### EXERCISE DETAILS
Find each line in the entries below that contains the string "Identify" and copy those lines.

### PROVIDED INFORMATION
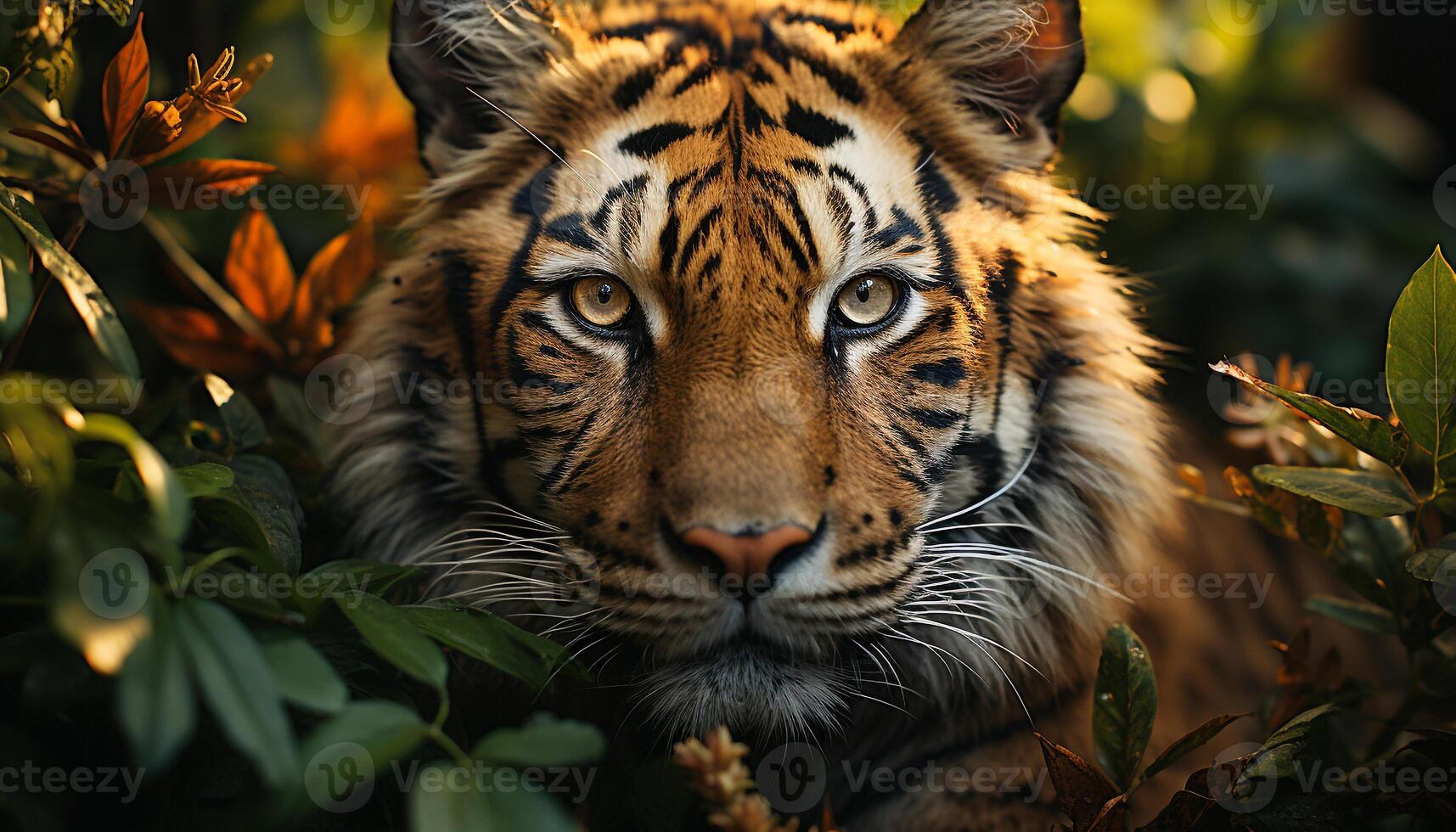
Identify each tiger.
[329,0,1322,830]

--

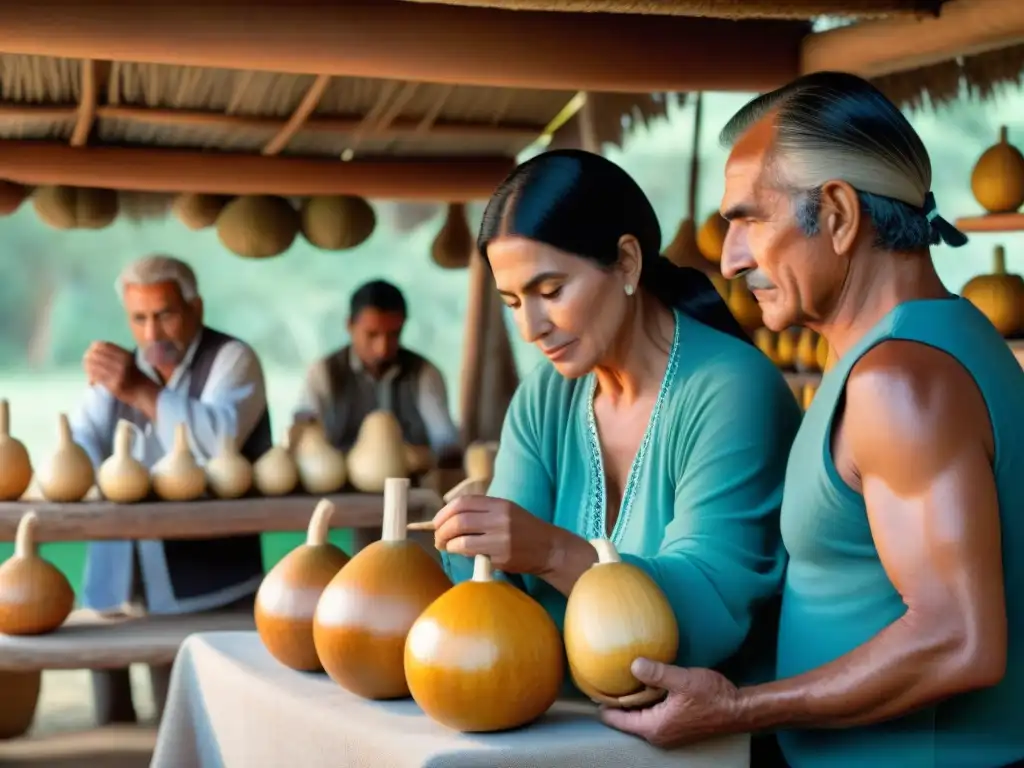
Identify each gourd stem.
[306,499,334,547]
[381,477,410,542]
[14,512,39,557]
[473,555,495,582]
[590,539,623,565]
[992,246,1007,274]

==

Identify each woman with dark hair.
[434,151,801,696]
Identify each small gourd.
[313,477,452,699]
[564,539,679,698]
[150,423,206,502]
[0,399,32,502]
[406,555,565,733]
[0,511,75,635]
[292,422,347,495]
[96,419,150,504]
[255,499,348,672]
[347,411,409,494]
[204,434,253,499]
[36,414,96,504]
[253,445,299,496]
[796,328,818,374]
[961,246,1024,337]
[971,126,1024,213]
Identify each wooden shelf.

### COMPLETE OUTPUT
Identify each tiger.
Identify each gourd stem.
Identify each woman with dark hair.
Identify each small gourd.
Identify each wooden shelf.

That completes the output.